### 阅读摘录
■ ■ ■
In [2]:
# import os
from selenium import webdriver
from selenium.webdriver.edge.service import Service
from selenium.webdriver.edge.options import Options
from webdriver_manager.microsoft import EdgeChromiumDriverManager
from selenium.webdriver.common.by import By
from selenium.webdriver.support.ui import WebDriverWait
from selenium.webdriver.support import expected_conditions as EC
import time
import pandas as pd
from datetime import datetime

# -*- coding: utf-8 -*-
# @Time    : 2025.04.05
# @Author  : Lin
# @FileName: pachong.py

'''
使用selenium是为了自动控制浏览器进行操作，模拟人的操作，适用于那些通过传统手段（如 requests、BeautifulSoup）难以抓取的网站。
由于 JavaScript 动态加载内容，传统爬虫请求后拿到的只是“骨架”，数据还没渲染，使用传统的工具没法获取信息，因此使用selenium
'''

# 设置 webdriver_manager 缓存路径为当前目录下的 drivers 文件夹
#目的是为了不每次都重新下载WebDriver，设置缓存路径在项目根目录下的 drivers/。
current_dir = os.getcwd()
cache_path = os.path.join(current_dir, "drivers")

# 确保目录存在
if not os.path.exists(cache_path):
    os.makedirs(cache_path)

# 设置环境变量,确保 webdriver_manager 使用本地缓存
os.environ['WDM_LOCAL'] = '1'
os.environ['WDM_CACHE_PATH'] = cache_path

# 配置 Selenium 使用 Edge
edge_options = Options()
edge_options.add_argument("--headless")  # 无界面模式
edge_options.add_argument("--disable-gpu")
edge_options.add_argument("--no-sandbox")

# 使用更新后的缓存路径安装 Edge WebDriver,使用 EdgeChromiumDriverManager().install() 自动下载适配版本。
service = Service(EdgeChromiumDriverManager().install())
driver = webdriver.Edge(service=service, options=edge_options)
■ ■ ■
[位置标注数据摘录]

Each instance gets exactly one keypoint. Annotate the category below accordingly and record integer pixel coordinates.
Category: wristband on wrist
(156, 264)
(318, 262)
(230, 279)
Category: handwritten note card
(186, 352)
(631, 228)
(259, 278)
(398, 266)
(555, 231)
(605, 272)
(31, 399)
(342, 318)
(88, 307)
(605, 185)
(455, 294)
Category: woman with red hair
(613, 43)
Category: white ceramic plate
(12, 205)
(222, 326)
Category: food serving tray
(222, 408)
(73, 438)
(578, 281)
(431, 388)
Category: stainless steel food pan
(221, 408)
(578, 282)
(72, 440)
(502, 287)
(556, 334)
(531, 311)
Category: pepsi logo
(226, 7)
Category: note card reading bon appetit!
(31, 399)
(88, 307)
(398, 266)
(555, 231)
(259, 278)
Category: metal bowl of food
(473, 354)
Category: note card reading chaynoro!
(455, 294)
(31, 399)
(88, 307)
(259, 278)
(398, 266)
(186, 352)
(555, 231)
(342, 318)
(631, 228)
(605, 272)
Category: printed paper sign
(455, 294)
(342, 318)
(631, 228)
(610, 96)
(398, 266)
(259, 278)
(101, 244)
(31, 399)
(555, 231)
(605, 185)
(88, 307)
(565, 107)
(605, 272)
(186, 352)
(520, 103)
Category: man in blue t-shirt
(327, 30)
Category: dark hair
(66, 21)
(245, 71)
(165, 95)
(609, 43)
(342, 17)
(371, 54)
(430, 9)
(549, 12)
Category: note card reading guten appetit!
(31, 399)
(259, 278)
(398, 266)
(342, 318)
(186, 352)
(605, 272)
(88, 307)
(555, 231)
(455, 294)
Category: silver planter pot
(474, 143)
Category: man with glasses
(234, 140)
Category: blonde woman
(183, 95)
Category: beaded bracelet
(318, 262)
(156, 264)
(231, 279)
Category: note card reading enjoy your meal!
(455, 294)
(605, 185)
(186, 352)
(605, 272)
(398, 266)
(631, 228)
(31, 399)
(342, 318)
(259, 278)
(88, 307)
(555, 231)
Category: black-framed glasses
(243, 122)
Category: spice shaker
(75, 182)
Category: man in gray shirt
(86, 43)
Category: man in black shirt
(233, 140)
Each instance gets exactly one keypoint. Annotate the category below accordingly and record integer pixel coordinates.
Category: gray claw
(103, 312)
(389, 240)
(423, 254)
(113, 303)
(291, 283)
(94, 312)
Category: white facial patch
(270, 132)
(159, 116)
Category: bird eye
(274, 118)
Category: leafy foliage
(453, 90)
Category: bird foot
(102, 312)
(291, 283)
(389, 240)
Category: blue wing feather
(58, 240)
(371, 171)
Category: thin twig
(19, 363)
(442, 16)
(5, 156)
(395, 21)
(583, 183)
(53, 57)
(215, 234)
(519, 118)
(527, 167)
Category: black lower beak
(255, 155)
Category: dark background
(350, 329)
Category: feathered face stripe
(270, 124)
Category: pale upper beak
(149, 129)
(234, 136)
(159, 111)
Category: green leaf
■ ■ ■
### 待办任务
**a)** 把条目中从含有“Category: spice shaker”的那一行开始、到条目末尾结束的各行（两端都算在内）整理成编号列表，空行不计入。
**b)** 从 Selenium 爬虫代码的最后一行之后接着往下写。

### 最终答案
**a)**
1. Category: spice shaker
2. (75, 182)
3. Category: man in gray shirt
4. (86, 43)
5. Category: man in black shirt
6. (233, 140)
7. Each instance gets exactly one keypoint. Annotate the category below accordingly and record integer pixel coordinates.
8. Category: gray claw
9. (103, 312)
10. (389, 240)
11. (423, 254)
12. (113, 303)
13. (291, 283)
14. (94, 312)
15. Category: white facial patch
16. (270, 132)
17. (159, 116)
18. Category: bird eye
19. (274, 118)
20. Category: leafy foliage
21. (453, 90)
22. Category: bird foot
23. (102, 312)
24. (291, 283)
25. (389, 240)
26. Category: blue wing feather
27. (58, 240)
28. (371, 171)
29. Category: thin twig
30. (19, 363)
31. (442, 16)
32. (5, 156)
33. (395, 21)
34. (583, 183)
35. (53, 57)
36. (215, 234)
37. (519, 118)
38. (527, 167)
39. Category: black lower beak
40. (255, 155)
41. Category: dark background
42. (350, 329)
43. Category: feathered face stripe
44. (270, 124)
45. Category: pale upper beak
46. (149, 129)
47. (234, 136)
48. (159, 111)
49. Category: green leaf

**b)**
# 目标 URL（第一页）
base_url = "http://job.mohrss.gov.cn/cjobs/jobinfolist/listJobinfolist?pageNo="

# 最大页数
max_pages = 10000
data = []
record_count = 0  # 用于计数已爬取的记录数

# 创建保存文件的函数
def save_data(data_list, filename_prefix="job_data"):
    if not data_list:
        print("没有数据需要保存")
        return
    
    timestamp = datetime.now().strftime("%Y%m%d_%H%M%S") #用于文件名,防止重新运行文件名重复导致文件被覆盖
    filename = f"{filename_prefix}_{timestamp}.csv"
    
    df = pd.DataFrame(data_list, columns=[
        "岗位名称", "月薪", "地区", "招聘单位", "学历要求", "提供住宿", "发布机构", 
        "工作性质", "工作地点", "岗位描述", "单位简介", "联系人", "联系电话", "电子邮箱"
    ])
    
    df.to_csv(filename, index=False, encoding="utf-8-sig")
    print(f"已保存 {len(data_list)} 条数据到 {filename}")

# 爬取多页
for page in range(9701, max_pages + 1):
    url = f"{base_url}{page}"
    if page%100==0:
        print(f"正在爬取第 {page} 页: {url}")
    
    try:
        driver.get(url)  #尝试获取网页
        time.sleep(0.1)  # 减少等待时间到0.1秒
        
        # 获取所有岗位的链接和基本信息，存储起来再处理
        jobs_data = []
        job_blocks = driver.find_elements(By.CLASS_NAME, "list_show")
        
        for job in job_blocks:
            try:
                # 获取岗位名称
                job_name_element = job.find_element(By.CLASS_NAME, "list_con_tit").find_element(By.TAG_NAME, "a")
                job_name = job_name_element.text.strip()
                
                # 获取详情页链接
                job_link = job_name_element.get_attribute("href")
                
                # 获取薪资 & 地区
                salary = job.find_element(By.CLASS_NAME, "jobs_pay").text.strip()
                location = job.find_element(By.CLASS_NAME, "josbs_usetime").text.strip()
                
                # 存储基本信息和链接
                jobs_data.append({
                    "job_name": job_name,
                    "job_link": job_link,
                    "salary": salary,
                    "location": location
                })
                
            except Exception as e:
                # print(f"获取岗位基本信息失败: {e}")
                continue
        
        # 处理完当前页所有基本信息后，再逐个访问详情页
        for job_info in jobs_data:
            try:
                # 访问详情页
                driver.get(job_info["job_link"])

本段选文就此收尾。